> **Task goal**
Extract every one of the items below, reproducing each line word for word without alteration.

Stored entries
- - -
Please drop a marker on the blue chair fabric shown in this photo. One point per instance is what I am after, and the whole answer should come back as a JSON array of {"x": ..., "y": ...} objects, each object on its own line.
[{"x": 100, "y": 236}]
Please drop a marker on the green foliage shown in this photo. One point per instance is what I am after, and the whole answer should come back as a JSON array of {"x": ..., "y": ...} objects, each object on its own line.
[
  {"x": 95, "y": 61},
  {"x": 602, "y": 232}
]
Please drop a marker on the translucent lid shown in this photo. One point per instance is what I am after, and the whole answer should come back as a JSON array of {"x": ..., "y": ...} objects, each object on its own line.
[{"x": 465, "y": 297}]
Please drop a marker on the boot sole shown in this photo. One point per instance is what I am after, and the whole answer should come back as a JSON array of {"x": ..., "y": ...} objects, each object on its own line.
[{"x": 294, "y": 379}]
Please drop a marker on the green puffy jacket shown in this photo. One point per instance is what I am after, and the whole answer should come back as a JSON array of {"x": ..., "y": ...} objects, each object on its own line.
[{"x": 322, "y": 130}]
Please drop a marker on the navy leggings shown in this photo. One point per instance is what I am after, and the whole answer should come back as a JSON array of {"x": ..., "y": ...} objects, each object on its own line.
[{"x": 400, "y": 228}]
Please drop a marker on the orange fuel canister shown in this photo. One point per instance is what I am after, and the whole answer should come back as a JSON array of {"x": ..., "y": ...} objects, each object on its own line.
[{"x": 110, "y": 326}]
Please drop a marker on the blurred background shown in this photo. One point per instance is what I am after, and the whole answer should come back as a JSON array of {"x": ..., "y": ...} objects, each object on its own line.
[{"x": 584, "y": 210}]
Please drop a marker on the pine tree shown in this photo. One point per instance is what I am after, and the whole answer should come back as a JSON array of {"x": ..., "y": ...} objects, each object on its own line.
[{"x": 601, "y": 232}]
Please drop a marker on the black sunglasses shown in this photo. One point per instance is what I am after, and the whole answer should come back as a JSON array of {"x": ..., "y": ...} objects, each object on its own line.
- - -
> **Task answer**
Please drop a marker on the blue chair fabric shown in this photo. One point per instance is what I am after, and the whole answer should come back as a JSON array of {"x": ..., "y": ...} objects, each object on its own line.
[{"x": 100, "y": 236}]
Please drop a marker on the green foliage shown in this photo. One point per instance is what I am after, and the whole answer should come back as a JSON array of {"x": ..., "y": ...} objects, each object on its own line.
[
  {"x": 95, "y": 61},
  {"x": 602, "y": 232}
]
Please drop a marker on the translucent lid shown in this photo. One point per instance is what I am after, and the whole answer should come back as a JSON array of {"x": ..., "y": ...} objects, each object on its own line.
[{"x": 465, "y": 297}]
Please drop a marker on the boot sole shown in this photo. One point per instance is what I am after, and the whole answer should come back as a JSON array of {"x": ..., "y": ...} objects, each object on its own line.
[{"x": 294, "y": 379}]
Please drop a marker on the green puffy jacket shown in this photo. One point per instance is what I am after, and the whole answer should come back as a JSON array of {"x": ..., "y": ...} objects, each object on its own line.
[{"x": 322, "y": 130}]
Please drop a marker on the navy leggings shown in this photo. One point per instance is what I am after, and the whole answer should come back as a JSON array of {"x": ..., "y": ...} objects, each object on its own line.
[{"x": 400, "y": 228}]
Please drop a marker on the orange fuel canister shown in this photo. One point per instance is what I am after, and the whole answer should come back as a JSON array of {"x": ..., "y": ...} objects, each object on its own line.
[{"x": 110, "y": 326}]
Please drop a marker on the blurred background shown in this photo. One point per instance is what I am after, and the whole answer should come back as a JSON array of {"x": ..., "y": ...} objects, each object on its own line.
[{"x": 584, "y": 210}]
Please drop a marker on the pine tree shown in this photo. One point per instance is what I am after, and the whole answer should come back as a JSON array of {"x": ..., "y": ...} objects, each object on its own line.
[{"x": 601, "y": 232}]
Please drop a marker on the black sunglasses shown in this photo. One point per instance is what I am after, and the whole answer should come back as a JSON array of {"x": ..., "y": ...} objects, each object on its own line.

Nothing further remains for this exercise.